### Goal of the exercise
Please state how many lines in the records below contain the word "snow"; the answer should be a number and nothing else.

### Data provided
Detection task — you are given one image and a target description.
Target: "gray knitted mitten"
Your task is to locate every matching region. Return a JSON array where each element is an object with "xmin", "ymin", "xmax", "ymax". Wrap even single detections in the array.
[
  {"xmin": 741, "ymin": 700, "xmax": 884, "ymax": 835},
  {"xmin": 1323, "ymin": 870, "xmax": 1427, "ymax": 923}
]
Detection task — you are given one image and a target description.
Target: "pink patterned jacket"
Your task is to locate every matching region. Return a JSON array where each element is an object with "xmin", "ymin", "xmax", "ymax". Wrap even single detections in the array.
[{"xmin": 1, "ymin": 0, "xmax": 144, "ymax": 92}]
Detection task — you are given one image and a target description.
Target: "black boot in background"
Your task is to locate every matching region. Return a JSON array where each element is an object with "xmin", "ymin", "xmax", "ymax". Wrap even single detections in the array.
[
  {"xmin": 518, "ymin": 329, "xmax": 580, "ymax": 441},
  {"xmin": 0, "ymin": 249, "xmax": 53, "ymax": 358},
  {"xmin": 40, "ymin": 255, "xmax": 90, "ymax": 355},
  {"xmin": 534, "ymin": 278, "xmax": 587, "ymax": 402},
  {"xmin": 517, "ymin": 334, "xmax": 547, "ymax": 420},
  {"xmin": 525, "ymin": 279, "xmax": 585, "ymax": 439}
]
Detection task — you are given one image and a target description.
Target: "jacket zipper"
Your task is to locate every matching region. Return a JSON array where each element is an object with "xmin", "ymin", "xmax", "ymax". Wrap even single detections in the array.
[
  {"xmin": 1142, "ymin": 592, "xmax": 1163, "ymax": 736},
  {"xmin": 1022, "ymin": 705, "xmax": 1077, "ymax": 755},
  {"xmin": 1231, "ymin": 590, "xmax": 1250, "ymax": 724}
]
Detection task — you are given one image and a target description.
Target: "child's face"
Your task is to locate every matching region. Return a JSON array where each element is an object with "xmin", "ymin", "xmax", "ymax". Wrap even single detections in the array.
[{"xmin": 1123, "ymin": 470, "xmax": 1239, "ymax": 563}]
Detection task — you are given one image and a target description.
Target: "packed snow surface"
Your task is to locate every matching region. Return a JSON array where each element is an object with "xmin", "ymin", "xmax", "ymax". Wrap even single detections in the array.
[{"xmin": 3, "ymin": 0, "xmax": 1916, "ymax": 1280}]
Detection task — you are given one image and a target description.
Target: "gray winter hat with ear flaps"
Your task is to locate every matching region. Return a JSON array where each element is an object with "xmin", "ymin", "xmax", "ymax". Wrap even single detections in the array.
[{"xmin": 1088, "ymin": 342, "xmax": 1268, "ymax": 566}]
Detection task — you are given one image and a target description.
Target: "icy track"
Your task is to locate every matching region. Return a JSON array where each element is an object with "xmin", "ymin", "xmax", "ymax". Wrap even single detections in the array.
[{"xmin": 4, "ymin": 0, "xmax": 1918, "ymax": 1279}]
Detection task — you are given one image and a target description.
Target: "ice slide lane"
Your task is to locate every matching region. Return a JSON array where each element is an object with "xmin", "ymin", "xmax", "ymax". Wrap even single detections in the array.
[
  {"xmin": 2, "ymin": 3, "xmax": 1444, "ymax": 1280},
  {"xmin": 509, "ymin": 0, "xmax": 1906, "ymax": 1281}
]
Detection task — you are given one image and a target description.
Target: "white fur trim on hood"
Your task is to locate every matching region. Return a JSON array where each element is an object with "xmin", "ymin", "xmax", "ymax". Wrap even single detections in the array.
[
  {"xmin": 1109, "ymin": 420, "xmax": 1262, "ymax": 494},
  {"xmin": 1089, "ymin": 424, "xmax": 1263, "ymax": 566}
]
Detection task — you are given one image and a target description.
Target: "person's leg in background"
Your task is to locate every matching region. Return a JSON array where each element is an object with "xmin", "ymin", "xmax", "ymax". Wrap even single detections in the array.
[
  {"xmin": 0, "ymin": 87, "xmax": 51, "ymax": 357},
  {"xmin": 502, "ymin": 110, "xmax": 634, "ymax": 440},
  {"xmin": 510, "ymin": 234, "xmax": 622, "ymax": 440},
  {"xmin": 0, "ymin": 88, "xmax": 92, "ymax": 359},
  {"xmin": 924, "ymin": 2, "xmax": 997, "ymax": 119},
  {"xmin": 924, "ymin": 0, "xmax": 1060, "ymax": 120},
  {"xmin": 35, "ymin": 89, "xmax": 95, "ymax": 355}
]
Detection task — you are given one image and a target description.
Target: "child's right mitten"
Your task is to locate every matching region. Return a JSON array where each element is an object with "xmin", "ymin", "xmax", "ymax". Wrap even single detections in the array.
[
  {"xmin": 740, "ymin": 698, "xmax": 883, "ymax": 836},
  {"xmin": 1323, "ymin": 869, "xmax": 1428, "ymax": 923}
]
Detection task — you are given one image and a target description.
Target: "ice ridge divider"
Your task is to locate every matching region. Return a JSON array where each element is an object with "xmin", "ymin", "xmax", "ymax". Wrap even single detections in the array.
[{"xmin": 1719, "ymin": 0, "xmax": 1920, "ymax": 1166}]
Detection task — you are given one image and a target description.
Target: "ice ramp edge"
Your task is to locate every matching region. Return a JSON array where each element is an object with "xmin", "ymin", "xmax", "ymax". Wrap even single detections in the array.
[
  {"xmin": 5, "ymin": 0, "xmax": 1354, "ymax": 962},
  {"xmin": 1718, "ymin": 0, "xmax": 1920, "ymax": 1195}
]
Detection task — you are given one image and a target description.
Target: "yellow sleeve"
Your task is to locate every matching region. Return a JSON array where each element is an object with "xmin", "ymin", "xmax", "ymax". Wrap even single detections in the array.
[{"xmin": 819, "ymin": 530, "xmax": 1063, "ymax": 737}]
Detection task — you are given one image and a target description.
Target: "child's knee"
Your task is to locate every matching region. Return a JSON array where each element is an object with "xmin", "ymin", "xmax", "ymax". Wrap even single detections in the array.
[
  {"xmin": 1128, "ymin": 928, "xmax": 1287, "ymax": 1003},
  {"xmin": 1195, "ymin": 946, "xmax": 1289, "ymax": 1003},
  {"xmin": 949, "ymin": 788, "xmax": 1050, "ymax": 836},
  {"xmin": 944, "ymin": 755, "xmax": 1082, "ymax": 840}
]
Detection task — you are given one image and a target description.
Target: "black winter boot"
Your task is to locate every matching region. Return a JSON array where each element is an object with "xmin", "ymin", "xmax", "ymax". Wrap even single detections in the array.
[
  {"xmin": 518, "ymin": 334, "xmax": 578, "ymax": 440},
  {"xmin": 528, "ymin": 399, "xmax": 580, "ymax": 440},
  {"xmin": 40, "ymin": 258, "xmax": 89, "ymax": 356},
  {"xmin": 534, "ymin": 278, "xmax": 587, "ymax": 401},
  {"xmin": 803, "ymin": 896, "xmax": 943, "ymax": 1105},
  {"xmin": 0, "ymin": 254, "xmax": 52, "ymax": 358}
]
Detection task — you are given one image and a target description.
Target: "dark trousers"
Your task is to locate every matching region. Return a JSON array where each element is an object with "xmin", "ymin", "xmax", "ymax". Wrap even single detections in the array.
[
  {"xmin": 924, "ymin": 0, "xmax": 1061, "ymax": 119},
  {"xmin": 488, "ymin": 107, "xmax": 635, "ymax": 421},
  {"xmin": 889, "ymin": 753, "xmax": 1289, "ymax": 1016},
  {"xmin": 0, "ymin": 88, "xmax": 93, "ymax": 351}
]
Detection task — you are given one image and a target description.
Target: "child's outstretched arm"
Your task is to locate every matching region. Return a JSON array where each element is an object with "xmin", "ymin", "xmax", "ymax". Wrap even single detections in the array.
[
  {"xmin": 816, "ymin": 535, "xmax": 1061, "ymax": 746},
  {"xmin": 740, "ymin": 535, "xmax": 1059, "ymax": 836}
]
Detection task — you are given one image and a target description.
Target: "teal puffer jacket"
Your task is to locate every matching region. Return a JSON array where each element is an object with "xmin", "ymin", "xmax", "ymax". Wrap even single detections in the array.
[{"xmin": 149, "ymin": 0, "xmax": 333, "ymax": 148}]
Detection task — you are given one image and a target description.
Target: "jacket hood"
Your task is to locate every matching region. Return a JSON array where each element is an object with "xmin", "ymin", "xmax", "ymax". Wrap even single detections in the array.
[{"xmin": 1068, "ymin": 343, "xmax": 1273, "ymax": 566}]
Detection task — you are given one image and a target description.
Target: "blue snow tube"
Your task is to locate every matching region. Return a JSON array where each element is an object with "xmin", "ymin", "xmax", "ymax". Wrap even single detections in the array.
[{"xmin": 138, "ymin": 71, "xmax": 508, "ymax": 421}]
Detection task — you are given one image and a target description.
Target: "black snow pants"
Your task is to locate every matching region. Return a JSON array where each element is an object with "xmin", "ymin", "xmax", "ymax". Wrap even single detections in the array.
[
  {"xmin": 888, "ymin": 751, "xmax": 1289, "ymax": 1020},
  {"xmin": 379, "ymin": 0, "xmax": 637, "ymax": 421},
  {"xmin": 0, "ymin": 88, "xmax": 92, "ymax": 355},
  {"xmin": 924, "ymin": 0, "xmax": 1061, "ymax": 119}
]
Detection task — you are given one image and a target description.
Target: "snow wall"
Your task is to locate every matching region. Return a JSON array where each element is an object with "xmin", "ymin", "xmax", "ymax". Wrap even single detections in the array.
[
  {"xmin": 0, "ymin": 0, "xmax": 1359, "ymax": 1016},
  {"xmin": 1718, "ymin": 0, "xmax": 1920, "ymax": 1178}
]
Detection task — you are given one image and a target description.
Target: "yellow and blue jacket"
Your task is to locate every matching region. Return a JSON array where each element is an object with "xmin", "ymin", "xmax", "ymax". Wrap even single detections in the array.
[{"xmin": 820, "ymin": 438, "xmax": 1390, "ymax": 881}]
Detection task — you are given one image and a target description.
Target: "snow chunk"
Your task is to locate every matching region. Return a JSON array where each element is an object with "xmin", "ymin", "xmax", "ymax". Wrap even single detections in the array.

### Task solution
5